Substitute "a single point for each instance" for every occurrence of "one point per instance" in the material below, keeping every other character unchanged.
^^^^^^^^^^^^^^^^
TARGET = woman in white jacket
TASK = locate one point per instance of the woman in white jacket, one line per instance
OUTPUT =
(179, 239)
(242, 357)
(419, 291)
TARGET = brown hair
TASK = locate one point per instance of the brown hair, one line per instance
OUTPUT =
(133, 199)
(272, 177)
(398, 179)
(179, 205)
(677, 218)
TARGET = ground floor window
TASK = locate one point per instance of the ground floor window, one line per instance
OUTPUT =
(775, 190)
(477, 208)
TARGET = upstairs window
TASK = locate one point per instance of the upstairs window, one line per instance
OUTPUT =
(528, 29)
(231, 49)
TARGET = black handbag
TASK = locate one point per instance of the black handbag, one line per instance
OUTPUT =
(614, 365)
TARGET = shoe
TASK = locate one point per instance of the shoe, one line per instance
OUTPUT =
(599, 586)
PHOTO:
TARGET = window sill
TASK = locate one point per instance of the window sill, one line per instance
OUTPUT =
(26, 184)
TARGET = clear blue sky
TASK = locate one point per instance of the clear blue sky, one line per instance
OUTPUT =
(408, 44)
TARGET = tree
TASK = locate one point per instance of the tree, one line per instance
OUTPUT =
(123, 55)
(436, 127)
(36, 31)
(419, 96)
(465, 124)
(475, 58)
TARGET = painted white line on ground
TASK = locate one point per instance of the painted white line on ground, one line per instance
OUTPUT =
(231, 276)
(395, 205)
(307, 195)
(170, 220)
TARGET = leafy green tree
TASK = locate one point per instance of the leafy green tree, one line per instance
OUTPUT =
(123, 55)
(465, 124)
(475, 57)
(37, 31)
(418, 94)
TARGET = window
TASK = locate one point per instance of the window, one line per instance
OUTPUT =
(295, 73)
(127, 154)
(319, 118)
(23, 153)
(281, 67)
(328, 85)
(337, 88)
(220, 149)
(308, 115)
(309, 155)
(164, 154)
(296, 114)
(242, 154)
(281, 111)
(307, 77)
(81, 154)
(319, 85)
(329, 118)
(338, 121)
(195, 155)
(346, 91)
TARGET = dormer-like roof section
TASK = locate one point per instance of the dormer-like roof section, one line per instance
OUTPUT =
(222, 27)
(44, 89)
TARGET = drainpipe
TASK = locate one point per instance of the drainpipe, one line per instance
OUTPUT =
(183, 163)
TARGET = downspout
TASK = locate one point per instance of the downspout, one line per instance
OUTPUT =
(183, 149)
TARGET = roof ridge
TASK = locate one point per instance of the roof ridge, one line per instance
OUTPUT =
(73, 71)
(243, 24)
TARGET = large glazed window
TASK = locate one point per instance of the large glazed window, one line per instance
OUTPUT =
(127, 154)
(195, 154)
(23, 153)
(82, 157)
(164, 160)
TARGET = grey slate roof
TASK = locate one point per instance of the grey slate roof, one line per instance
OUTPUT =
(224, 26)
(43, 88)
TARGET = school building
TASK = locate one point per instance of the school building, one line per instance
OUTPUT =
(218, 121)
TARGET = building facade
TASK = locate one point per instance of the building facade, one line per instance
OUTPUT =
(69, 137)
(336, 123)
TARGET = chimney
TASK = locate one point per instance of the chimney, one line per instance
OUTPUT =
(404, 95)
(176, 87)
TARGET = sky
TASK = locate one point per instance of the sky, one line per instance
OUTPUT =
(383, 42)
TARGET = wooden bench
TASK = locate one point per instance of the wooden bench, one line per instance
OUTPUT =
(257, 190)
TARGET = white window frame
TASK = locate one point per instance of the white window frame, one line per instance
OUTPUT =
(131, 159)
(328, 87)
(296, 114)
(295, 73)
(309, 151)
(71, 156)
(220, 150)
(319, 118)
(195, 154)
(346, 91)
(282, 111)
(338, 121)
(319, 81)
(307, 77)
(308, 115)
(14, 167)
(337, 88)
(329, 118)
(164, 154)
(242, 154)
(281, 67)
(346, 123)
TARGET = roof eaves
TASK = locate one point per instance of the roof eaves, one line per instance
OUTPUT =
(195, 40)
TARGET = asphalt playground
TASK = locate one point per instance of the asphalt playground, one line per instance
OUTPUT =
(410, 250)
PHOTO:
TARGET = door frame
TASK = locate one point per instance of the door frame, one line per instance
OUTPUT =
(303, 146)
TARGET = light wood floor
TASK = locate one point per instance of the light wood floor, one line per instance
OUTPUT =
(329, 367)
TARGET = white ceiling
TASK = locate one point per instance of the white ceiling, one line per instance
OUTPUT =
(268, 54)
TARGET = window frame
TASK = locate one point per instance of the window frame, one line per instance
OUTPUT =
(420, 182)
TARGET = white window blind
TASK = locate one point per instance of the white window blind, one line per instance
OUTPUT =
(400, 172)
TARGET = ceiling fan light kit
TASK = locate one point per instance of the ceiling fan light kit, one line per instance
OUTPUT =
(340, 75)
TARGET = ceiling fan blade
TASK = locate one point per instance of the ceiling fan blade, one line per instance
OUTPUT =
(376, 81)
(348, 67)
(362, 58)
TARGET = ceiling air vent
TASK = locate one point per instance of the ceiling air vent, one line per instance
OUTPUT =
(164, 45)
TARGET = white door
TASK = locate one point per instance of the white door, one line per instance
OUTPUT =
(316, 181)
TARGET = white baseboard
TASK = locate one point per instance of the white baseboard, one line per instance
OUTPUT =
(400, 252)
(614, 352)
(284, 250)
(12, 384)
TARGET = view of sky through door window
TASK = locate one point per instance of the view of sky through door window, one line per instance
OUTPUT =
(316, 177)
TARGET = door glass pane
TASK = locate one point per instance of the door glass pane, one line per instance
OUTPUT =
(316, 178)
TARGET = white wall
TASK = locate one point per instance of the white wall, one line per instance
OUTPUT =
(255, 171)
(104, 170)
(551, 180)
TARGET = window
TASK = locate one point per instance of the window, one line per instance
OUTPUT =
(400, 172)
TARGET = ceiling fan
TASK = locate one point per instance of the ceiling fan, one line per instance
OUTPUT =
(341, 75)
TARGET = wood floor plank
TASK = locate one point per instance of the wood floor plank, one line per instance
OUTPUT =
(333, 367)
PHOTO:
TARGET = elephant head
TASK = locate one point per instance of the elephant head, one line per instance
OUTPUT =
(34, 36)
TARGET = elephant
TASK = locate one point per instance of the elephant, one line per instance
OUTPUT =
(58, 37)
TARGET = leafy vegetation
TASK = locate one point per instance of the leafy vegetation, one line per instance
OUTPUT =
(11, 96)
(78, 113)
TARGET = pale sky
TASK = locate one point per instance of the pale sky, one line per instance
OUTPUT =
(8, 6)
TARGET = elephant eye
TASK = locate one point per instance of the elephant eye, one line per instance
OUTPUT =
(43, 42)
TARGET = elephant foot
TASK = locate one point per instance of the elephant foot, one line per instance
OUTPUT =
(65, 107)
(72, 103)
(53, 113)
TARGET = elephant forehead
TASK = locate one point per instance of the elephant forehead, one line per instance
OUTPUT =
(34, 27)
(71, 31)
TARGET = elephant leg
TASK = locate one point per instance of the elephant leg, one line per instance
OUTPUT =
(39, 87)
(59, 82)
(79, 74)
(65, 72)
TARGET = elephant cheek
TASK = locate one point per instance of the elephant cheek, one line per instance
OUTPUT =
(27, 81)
^^^^^^^^^^^^^^^^
RESULT OF THE EXERCISE:
TARGET = woman in white jacket
TASK = locate a single point for each instance of the woman in white jacket, one line per instance
OUTPUT =
(179, 239)
(242, 357)
(419, 291)
TARGET = brown hair
TASK = locate a single point for each instance of the brown hair, one line per instance
OUTPUT =
(133, 199)
(272, 177)
(398, 179)
(179, 205)
(677, 218)
TARGET = ground floor window
TASK = locate a single point for each instance of the ground floor window, one line per instance
OUTPUT =
(775, 190)
(477, 208)
TARGET = upstairs window
TASK = locate a single point for each instance of the upstairs window, one line per instance
OUTPUT =
(528, 29)
(231, 49)
TARGET = black handbag
TASK = locate a single point for each instance of the black handbag, one line per instance
OUTPUT =
(614, 365)
TARGET = shoe
TASK = locate a single point for each instance of the shoe, one line per instance
OUTPUT =
(599, 586)
PHOTO:
TARGET = window sill
TASK = locate a single point for each instance of the window sill, one line per instance
OUTPUT =
(26, 184)
TARGET = clear blue sky
TASK = locate a single point for each instance of the clear blue sky, one line per instance
OUTPUT =
(408, 44)
TARGET = tree
TASK = locate a single point for each instance of the tree, one line per instance
OUTPUT =
(123, 55)
(436, 127)
(36, 31)
(419, 96)
(465, 124)
(475, 58)
TARGET = painted white line on ground
TASK = locate a single point for each instance of the painted white line on ground, one line per instance
OUTPUT =
(231, 276)
(395, 205)
(307, 195)
(170, 220)
TARGET = leafy green tree
TASK = locate a single point for each instance of the leafy green tree, one line per instance
OUTPUT =
(123, 55)
(465, 124)
(475, 57)
(37, 31)
(418, 94)
TARGET = window
TASK = locate a single point for each instance of the window, one line per instance
OUTPUT =
(295, 73)
(127, 154)
(319, 118)
(23, 153)
(281, 67)
(328, 85)
(337, 88)
(220, 149)
(308, 115)
(309, 155)
(164, 154)
(296, 114)
(242, 154)
(281, 111)
(307, 77)
(81, 154)
(319, 85)
(329, 118)
(338, 121)
(195, 155)
(346, 91)
TARGET = dormer-like roof section
TASK = locate a single point for each instance of the dormer-like roof section, one line per instance
OUTPUT =
(222, 27)
(44, 89)
TARGET = drainpipe
TASK = locate a single point for each instance of the drainpipe, one line per instance
OUTPUT =
(183, 163)
TARGET = downspout
TASK = locate a single point for each instance of the downspout, one line per instance
OUTPUT =
(183, 149)
TARGET = roof ridge
TASK = locate a single point for each instance of the roof ridge, one line per instance
OUTPUT =
(73, 71)
(243, 24)
TARGET = large glazed window
TASK = locate a single point for each instance of the large glazed window, one line per instance
OUTPUT =
(127, 154)
(195, 154)
(23, 153)
(82, 157)
(164, 160)
TARGET = grey slate roof
TASK = locate a single point for each instance of the grey slate roof, one line per instance
OUTPUT =
(224, 26)
(43, 88)
TARGET = school building
TASK = locate a single point for each instance of the school building, one line per instance
OUTPUT =
(218, 121)
TARGET = building facade
TASK = locate a single point for each instance of the building facade, one line per instance
OUTPUT =
(69, 137)
(336, 123)
TARGET = chimney
TASK = locate a single point for each instance of the chimney, one line per instance
OUTPUT =
(404, 95)
(176, 87)
TARGET = sky
TASK = locate a single point for each instance of the sky, one line per instance
OUTPUT =
(383, 42)
TARGET = wooden bench
TASK = locate a single point for each instance of the wooden bench, one line per instance
OUTPUT =
(257, 190)
TARGET = white window frame
TASK = locate a single point for each instance of the white window frame, one line per instance
OUTPUT =
(131, 159)
(328, 87)
(296, 114)
(295, 73)
(309, 151)
(71, 156)
(220, 150)
(319, 118)
(195, 154)
(346, 91)
(282, 111)
(338, 121)
(319, 81)
(307, 77)
(308, 115)
(14, 167)
(337, 88)
(329, 118)
(164, 154)
(242, 154)
(281, 67)
(346, 123)
TARGET = roof eaves
TASK = locate a single point for each instance of the roof eaves, one line per instance
OUTPUT =
(195, 40)
TARGET = asphalt playground
TASK = locate a single point for each instance of the asphalt playground, one line per instance
OUTPUT =
(410, 250)
PHOTO:
TARGET = door frame
TASK = locate a single point for each instance of the door frame, one line per instance
OUTPUT =
(303, 146)
TARGET = light wood floor
TASK = locate a single point for each instance of the light wood floor, one line per instance
OUTPUT =
(329, 367)
TARGET = white ceiling
TASK = locate a single point for each instance of the white ceiling, one line per instance
OUTPUT =
(268, 54)
TARGET = window frame
TASK = locate a single point for each instance of the window frame, one line per instance
OUTPUT =
(420, 182)
TARGET = white window blind
TASK = locate a single point for each instance of the white window blind, one line per instance
OUTPUT =
(400, 172)
TARGET = ceiling fan light kit
TASK = locate a single point for each instance of the ceiling fan light kit, one line per instance
OUTPUT =
(340, 75)
TARGET = ceiling fan blade
TASK = locate a single point for each instance of the ceiling fan blade, one line per instance
OUTPUT =
(376, 81)
(348, 67)
(362, 58)
TARGET = ceiling air vent
TASK = locate a single point for each instance of the ceiling air vent, one line per instance
OUTPUT =
(164, 45)
TARGET = white door
TASK = locate a single point for each instance of the white door, one line per instance
OUTPUT =
(316, 181)
TARGET = white baseboard
TASK = locate a single point for each instance of the white baseboard, one line per instance
OUTPUT =
(400, 252)
(614, 352)
(284, 250)
(12, 384)
TARGET = view of sky through door window
TASK = locate a single point for each instance of the view of sky through door window, one line per instance
OUTPUT =
(316, 177)
TARGET = door glass pane
TASK = locate a single point for each instance of the door glass pane, one line per instance
OUTPUT =
(316, 178)
TARGET = white wall
TASK = locate a single point for each instance of the white wall, one line per instance
OUTPUT =
(255, 171)
(104, 170)
(551, 180)
TARGET = window
TASK = locate a single point for each instance of the window, one line per instance
OUTPUT =
(400, 172)
TARGET = ceiling fan
TASK = locate a single point for each instance of the ceiling fan, one line per instance
OUTPUT =
(341, 75)
TARGET = wood floor plank
TASK = locate a single point for each instance of the wood floor plank, one line per instance
OUTPUT =
(333, 367)
PHOTO:
TARGET = elephant head
TASK = locate a single point for each instance of the elephant head, one line per instance
OUTPUT =
(34, 36)
TARGET = elephant
TASK = locate a single point for each instance of the elephant, one line per instance
OUTPUT =
(58, 37)
TARGET = leafy vegetation
TASK = locate a single point for each instance of the leafy vegetation, one line per instance
OUTPUT =
(11, 96)
(78, 113)
TARGET = pale sky
TASK = locate a single point for each instance of the pale sky, one line per instance
OUTPUT =
(8, 6)
TARGET = elephant eye
TASK = locate a single point for each instance of the elephant eye, one line per instance
OUTPUT =
(43, 42)
TARGET = elephant foot
TASK = locate a single point for each instance of the elephant foot, one line per instance
OUTPUT =
(65, 107)
(72, 103)
(53, 113)
TARGET = elephant forehead
TASK = locate a single point for each instance of the elephant forehead, one line per instance
OUTPUT =
(34, 27)
(71, 31)
TARGET = elephant leg
TASK = locate a single point for each instance of the elephant leg, one line per instance
OUTPUT =
(39, 87)
(59, 82)
(79, 74)
(65, 72)
TARGET = elephant cheek
TASK = locate a single point for each instance of the elephant cheek, one line per instance
OUTPUT =
(27, 81)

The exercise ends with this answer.